(Image location labeling entries)

──────────

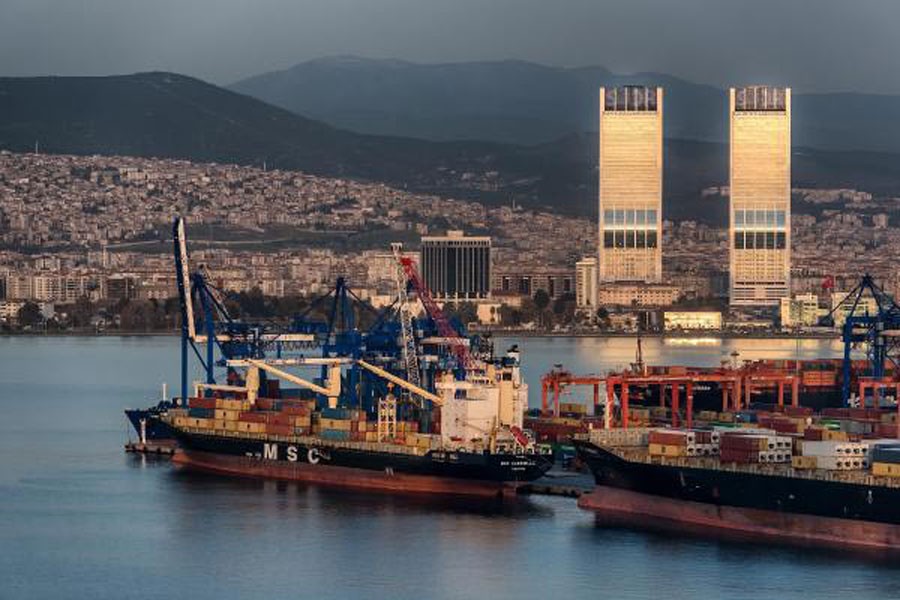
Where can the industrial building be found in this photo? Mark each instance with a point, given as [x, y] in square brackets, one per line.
[800, 311]
[586, 284]
[760, 190]
[680, 320]
[456, 266]
[630, 185]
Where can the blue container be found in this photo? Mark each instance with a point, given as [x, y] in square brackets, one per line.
[202, 413]
[334, 435]
[336, 413]
[886, 453]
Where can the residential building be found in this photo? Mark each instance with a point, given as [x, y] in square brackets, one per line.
[527, 281]
[586, 284]
[692, 319]
[637, 294]
[800, 311]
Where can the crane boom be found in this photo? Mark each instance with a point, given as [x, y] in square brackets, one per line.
[410, 351]
[445, 329]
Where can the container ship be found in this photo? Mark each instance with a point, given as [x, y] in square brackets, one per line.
[816, 486]
[407, 405]
[480, 449]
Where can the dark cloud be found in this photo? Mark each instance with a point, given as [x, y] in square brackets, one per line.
[820, 45]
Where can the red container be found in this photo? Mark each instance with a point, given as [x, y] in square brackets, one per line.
[274, 429]
[252, 417]
[202, 403]
[265, 403]
[669, 438]
[703, 437]
[280, 419]
[744, 443]
[814, 434]
[836, 412]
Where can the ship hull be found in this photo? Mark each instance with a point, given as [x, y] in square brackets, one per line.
[739, 505]
[624, 508]
[445, 473]
[155, 428]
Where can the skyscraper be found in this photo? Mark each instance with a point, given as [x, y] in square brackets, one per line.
[631, 166]
[760, 214]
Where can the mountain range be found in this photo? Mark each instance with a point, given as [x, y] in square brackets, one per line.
[174, 116]
[527, 103]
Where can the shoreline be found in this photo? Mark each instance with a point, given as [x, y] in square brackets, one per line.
[722, 335]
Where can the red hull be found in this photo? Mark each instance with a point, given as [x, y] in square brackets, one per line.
[632, 509]
[341, 476]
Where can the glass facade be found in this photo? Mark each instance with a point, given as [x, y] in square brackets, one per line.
[456, 267]
[630, 184]
[760, 183]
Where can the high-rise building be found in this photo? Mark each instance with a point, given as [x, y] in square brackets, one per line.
[760, 189]
[586, 284]
[456, 266]
[631, 171]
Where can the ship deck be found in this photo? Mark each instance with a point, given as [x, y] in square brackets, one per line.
[642, 455]
[311, 440]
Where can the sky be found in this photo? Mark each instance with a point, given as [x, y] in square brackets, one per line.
[812, 45]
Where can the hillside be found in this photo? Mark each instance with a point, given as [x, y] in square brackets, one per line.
[172, 116]
[520, 102]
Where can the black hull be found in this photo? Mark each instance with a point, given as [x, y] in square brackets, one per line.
[156, 429]
[306, 459]
[739, 489]
[708, 396]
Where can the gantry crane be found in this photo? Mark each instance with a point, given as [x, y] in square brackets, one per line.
[878, 334]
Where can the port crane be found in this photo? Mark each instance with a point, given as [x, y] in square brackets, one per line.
[876, 331]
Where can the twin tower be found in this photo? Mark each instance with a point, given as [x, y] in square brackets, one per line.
[631, 188]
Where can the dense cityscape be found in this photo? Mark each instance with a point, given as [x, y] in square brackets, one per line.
[93, 232]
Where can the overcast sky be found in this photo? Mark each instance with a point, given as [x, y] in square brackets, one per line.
[814, 45]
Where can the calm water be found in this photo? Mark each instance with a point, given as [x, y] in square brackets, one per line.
[80, 519]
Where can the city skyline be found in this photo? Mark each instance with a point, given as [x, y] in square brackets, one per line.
[630, 185]
[217, 41]
[760, 195]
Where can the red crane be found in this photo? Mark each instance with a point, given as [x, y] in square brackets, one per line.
[446, 330]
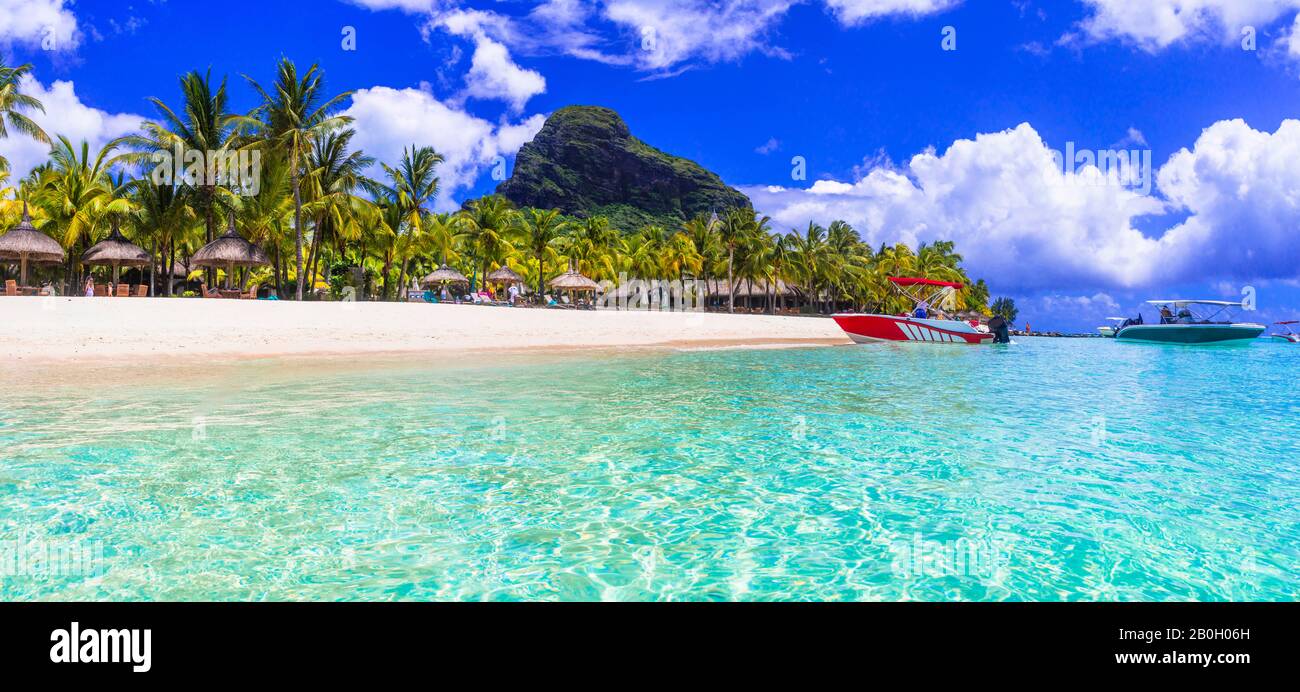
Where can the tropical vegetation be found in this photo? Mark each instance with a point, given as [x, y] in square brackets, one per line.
[330, 217]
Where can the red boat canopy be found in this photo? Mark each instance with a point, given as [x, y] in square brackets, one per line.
[913, 281]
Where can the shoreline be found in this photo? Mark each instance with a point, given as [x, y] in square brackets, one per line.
[102, 331]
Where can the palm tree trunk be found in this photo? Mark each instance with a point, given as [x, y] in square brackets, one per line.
[731, 286]
[298, 230]
[311, 255]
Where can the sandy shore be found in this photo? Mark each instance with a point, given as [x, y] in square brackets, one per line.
[167, 328]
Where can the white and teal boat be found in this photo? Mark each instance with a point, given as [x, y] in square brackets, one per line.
[1191, 321]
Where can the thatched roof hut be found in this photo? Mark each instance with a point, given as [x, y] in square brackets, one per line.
[445, 275]
[116, 251]
[505, 275]
[25, 243]
[573, 281]
[230, 251]
[744, 289]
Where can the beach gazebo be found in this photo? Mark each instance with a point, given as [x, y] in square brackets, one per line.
[116, 251]
[572, 282]
[505, 275]
[442, 276]
[445, 275]
[24, 243]
[230, 251]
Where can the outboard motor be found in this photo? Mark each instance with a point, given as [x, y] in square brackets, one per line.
[1001, 331]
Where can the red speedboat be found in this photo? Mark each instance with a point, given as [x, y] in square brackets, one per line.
[918, 325]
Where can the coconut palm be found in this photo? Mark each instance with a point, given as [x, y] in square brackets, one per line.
[540, 232]
[336, 172]
[78, 197]
[489, 223]
[410, 186]
[14, 107]
[203, 124]
[289, 120]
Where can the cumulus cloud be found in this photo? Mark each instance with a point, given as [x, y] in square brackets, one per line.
[1012, 210]
[406, 5]
[1157, 24]
[30, 21]
[493, 74]
[65, 115]
[654, 35]
[1240, 189]
[388, 120]
[853, 12]
[1025, 224]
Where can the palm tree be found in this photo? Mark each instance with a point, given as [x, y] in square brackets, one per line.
[78, 195]
[412, 185]
[14, 104]
[1006, 308]
[488, 223]
[204, 124]
[339, 215]
[541, 230]
[161, 215]
[731, 233]
[290, 120]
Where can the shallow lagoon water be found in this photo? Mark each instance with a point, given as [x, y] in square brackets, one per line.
[1045, 470]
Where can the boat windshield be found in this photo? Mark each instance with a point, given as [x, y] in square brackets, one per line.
[1195, 311]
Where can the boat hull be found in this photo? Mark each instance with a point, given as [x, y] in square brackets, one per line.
[1190, 333]
[876, 328]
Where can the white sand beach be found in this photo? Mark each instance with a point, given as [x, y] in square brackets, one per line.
[167, 328]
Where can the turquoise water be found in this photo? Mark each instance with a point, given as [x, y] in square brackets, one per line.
[1045, 470]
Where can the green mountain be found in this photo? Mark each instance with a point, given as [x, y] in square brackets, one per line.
[585, 163]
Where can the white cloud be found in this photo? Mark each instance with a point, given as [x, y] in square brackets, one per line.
[664, 33]
[1025, 225]
[64, 115]
[1242, 187]
[388, 120]
[29, 22]
[493, 74]
[406, 5]
[853, 12]
[1157, 24]
[655, 35]
[1006, 203]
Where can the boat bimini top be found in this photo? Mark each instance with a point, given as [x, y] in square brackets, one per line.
[1200, 311]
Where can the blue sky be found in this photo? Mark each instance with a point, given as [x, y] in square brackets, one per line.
[905, 139]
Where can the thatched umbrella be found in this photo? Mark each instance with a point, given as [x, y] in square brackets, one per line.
[445, 275]
[572, 281]
[116, 251]
[229, 251]
[505, 276]
[24, 242]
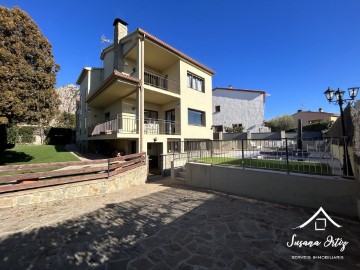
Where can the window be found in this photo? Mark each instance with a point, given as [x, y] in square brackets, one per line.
[196, 118]
[195, 82]
[218, 128]
[173, 146]
[150, 116]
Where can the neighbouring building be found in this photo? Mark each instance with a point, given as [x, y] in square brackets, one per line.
[310, 117]
[147, 97]
[238, 107]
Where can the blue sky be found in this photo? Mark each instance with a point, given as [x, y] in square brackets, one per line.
[292, 49]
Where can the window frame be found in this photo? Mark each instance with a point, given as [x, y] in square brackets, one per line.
[190, 82]
[203, 118]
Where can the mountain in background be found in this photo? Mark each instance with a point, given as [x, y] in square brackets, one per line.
[68, 95]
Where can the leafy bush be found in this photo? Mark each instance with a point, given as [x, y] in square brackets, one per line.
[26, 134]
[12, 134]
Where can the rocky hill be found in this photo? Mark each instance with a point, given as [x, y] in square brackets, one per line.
[68, 95]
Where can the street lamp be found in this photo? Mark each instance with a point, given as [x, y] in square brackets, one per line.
[340, 100]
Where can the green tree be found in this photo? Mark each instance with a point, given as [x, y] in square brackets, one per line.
[27, 71]
[280, 123]
[66, 120]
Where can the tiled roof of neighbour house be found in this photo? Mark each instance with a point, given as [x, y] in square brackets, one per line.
[83, 72]
[317, 112]
[242, 90]
[175, 51]
[114, 76]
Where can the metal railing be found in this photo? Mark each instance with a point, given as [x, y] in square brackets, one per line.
[312, 156]
[162, 82]
[160, 126]
[120, 124]
[127, 124]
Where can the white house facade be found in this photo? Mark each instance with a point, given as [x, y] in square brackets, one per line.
[238, 107]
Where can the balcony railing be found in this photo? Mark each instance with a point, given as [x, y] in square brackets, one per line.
[162, 82]
[160, 126]
[120, 124]
[128, 125]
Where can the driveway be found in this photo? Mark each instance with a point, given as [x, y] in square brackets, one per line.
[168, 226]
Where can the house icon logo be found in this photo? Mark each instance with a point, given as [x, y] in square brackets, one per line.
[320, 223]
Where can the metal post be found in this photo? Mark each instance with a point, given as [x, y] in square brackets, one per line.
[347, 170]
[108, 168]
[287, 156]
[242, 153]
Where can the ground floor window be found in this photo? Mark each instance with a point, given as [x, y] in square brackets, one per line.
[174, 146]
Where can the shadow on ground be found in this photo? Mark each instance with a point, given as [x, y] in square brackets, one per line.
[178, 228]
[9, 156]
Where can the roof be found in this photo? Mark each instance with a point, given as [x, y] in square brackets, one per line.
[317, 112]
[173, 50]
[261, 92]
[166, 46]
[113, 77]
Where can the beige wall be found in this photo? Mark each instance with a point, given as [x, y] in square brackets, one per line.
[337, 195]
[306, 117]
[193, 99]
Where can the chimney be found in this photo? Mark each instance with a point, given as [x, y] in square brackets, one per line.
[120, 31]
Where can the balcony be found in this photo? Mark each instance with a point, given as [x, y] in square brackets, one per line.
[120, 124]
[128, 125]
[161, 82]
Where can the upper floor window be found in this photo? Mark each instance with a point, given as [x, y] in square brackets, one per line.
[196, 118]
[195, 82]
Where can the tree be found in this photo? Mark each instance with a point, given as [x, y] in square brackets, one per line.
[66, 120]
[27, 71]
[280, 123]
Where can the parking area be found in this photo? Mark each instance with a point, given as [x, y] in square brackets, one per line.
[162, 225]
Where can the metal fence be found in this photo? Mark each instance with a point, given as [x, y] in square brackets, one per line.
[313, 156]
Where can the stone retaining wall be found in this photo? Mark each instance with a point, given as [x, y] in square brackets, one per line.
[133, 177]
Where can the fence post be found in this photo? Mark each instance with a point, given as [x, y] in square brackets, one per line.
[287, 156]
[172, 172]
[242, 153]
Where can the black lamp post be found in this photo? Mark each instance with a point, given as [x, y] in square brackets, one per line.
[340, 100]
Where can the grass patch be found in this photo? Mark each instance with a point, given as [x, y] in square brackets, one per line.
[36, 154]
[294, 166]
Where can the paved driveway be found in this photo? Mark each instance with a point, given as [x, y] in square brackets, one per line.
[163, 226]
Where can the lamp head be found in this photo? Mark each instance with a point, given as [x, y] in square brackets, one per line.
[329, 94]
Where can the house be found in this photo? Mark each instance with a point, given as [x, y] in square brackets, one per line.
[234, 107]
[148, 97]
[311, 117]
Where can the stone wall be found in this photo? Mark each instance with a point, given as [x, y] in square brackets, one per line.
[133, 177]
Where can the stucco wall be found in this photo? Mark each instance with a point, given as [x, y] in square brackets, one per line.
[133, 177]
[238, 107]
[336, 195]
[193, 99]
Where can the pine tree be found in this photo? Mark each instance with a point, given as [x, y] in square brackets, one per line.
[27, 71]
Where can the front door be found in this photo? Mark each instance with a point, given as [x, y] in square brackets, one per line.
[170, 122]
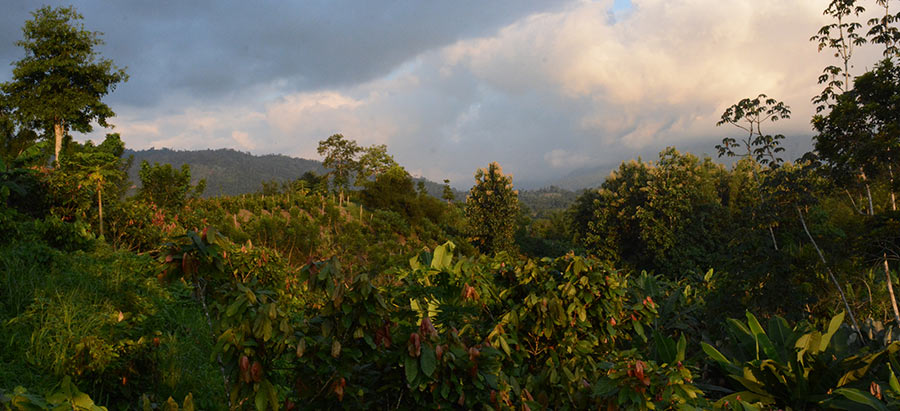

──────────

How many lines in the records above contain the string "palm"? Reply with the number only.

**RESPONSE BELOW**
3